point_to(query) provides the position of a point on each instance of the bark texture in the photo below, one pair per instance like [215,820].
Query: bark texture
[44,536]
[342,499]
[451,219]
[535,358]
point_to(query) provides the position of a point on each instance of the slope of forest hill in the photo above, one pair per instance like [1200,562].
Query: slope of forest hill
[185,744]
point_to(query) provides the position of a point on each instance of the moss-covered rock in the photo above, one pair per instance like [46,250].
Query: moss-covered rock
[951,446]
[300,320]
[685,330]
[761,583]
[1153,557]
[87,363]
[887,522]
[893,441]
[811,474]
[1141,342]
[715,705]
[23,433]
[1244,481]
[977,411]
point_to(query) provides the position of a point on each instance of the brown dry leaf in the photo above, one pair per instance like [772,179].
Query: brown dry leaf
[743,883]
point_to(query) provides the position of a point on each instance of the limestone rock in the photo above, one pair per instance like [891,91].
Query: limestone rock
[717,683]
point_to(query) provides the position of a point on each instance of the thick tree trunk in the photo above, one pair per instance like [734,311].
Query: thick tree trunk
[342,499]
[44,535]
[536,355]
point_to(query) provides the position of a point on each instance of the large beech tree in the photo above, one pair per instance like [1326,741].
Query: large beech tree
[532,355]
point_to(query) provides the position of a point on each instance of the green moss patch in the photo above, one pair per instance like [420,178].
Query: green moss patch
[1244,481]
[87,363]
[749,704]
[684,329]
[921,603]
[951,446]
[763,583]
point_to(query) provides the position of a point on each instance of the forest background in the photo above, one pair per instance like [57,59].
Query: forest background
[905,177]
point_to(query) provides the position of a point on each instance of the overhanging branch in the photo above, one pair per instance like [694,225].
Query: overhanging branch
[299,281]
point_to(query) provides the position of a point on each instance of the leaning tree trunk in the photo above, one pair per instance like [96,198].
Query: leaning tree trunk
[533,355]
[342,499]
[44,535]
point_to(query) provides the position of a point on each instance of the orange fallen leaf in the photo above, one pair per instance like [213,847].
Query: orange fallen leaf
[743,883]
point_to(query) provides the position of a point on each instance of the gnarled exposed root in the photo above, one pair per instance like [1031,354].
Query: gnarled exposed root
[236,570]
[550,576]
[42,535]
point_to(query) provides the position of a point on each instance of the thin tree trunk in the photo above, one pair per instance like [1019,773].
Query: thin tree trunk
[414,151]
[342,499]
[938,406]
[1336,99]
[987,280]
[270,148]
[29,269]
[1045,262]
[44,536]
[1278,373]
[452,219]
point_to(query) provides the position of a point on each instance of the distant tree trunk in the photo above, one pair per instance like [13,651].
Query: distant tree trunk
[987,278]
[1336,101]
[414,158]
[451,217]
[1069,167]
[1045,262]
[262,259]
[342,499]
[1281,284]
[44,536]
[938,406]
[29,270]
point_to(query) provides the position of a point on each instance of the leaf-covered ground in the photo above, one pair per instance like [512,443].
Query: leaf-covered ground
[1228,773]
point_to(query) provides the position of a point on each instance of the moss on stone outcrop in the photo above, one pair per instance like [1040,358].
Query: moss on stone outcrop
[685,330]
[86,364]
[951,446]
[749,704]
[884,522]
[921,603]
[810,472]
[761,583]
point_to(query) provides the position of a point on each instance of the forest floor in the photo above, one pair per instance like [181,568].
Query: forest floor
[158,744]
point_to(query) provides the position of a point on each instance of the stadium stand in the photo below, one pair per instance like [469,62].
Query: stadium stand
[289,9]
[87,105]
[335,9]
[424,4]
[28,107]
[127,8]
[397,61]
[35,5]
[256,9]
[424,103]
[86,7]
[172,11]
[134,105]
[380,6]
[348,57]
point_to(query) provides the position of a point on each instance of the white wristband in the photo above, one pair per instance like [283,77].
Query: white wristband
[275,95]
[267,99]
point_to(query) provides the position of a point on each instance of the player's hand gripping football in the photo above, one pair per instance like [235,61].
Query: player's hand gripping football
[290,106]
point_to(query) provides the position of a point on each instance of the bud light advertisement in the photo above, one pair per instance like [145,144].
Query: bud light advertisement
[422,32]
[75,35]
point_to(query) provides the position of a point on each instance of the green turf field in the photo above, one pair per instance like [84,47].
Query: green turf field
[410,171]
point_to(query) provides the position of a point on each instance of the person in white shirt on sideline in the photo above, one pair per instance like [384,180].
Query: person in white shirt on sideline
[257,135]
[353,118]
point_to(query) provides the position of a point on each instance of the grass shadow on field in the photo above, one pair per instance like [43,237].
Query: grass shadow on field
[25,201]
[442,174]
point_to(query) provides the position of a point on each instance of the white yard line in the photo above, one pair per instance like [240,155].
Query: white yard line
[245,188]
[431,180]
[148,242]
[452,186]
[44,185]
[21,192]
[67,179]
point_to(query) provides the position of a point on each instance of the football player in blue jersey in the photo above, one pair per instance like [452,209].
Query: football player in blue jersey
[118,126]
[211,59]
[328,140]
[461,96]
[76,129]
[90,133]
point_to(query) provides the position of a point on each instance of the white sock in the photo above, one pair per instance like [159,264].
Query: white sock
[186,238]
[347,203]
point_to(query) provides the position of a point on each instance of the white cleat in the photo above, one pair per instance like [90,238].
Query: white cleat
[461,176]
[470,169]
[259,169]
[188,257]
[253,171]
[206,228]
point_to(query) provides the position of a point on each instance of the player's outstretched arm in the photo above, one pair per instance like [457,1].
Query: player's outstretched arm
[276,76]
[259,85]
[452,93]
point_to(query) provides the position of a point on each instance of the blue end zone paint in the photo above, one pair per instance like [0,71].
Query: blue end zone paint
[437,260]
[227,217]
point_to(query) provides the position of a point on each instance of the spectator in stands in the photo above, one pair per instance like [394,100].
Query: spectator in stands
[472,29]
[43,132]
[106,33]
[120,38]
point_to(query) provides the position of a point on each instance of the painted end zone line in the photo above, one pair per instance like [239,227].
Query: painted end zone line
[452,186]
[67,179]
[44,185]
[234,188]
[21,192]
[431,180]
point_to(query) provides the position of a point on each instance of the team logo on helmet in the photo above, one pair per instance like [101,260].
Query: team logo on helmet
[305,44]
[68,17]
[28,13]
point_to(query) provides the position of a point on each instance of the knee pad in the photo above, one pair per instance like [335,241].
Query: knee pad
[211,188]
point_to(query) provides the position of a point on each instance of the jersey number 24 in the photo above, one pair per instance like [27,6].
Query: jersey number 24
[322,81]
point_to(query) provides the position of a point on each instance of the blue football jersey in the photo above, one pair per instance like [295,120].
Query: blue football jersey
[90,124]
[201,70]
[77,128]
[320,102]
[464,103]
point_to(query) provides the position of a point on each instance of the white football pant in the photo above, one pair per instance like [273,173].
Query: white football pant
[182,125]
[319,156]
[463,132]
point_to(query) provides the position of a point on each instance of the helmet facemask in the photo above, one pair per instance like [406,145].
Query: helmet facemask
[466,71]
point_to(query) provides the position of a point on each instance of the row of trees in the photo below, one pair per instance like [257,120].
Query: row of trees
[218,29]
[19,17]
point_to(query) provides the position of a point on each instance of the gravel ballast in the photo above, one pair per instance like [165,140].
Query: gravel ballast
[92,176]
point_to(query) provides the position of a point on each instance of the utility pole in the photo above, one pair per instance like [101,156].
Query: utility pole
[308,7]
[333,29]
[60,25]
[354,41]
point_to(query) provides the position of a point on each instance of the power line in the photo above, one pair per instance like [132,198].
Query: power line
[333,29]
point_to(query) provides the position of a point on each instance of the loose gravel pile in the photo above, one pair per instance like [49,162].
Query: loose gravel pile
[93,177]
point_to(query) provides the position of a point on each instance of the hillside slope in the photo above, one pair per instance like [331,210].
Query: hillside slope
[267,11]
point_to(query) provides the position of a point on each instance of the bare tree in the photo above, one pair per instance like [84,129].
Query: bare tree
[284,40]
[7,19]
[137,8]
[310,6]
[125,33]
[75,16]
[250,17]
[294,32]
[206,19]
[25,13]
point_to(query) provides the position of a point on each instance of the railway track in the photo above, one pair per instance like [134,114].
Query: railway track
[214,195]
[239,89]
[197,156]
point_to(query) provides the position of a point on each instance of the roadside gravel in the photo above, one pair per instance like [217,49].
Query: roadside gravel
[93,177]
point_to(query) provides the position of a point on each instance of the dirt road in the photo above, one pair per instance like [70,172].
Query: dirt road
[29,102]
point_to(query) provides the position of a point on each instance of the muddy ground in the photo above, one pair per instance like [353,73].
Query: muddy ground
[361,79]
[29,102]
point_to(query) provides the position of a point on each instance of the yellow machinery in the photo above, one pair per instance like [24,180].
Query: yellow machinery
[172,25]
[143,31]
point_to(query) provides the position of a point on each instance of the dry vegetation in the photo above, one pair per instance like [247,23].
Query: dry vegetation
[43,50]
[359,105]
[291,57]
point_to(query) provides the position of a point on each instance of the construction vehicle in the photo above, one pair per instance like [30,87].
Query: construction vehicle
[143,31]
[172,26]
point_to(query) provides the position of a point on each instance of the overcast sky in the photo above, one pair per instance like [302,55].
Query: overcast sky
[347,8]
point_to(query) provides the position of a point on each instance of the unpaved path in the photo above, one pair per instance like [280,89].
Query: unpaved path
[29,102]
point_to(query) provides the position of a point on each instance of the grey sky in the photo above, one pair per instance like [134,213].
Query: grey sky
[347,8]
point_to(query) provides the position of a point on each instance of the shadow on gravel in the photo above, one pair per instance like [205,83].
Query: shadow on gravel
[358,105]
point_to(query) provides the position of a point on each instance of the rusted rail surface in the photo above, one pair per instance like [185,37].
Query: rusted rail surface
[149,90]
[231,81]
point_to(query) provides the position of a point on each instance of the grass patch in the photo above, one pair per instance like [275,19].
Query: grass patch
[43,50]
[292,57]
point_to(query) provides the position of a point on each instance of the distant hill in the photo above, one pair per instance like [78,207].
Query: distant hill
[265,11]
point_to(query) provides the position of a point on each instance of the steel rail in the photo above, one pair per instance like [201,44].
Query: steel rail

• • • • •

### What is expected
Reproduce the stretch from the line containing "instance like [185,37]." through the end of the records, keeping every line and multiplying each answer coordinate by 0.25, rounded to whole numbers with halves going up. Leave everything else as it stands, including the sample coordinates inside the lines.

### Written answer
point_to(query) provides the position of a point on each instance of the rusted rail surface in the photo above, one pair per instance like [185,37].
Query: rusted rail surface
[37,23]
[58,20]
point_to(query) provides the position of a point on each instance of the grass patch in the photo above, one pair per instance like [275,19].
Query: grass patch
[11,13]
[73,14]
point_to(query) provides the position of a point on each instance of the distant hill in the photo above, one pair per instance like [78,207].
Query: distant hill
[66,3]
point_to(query) provides the position of a point on each instance of the steel rail in the photo above, one pair per instance like [201,44].
Query: steel rail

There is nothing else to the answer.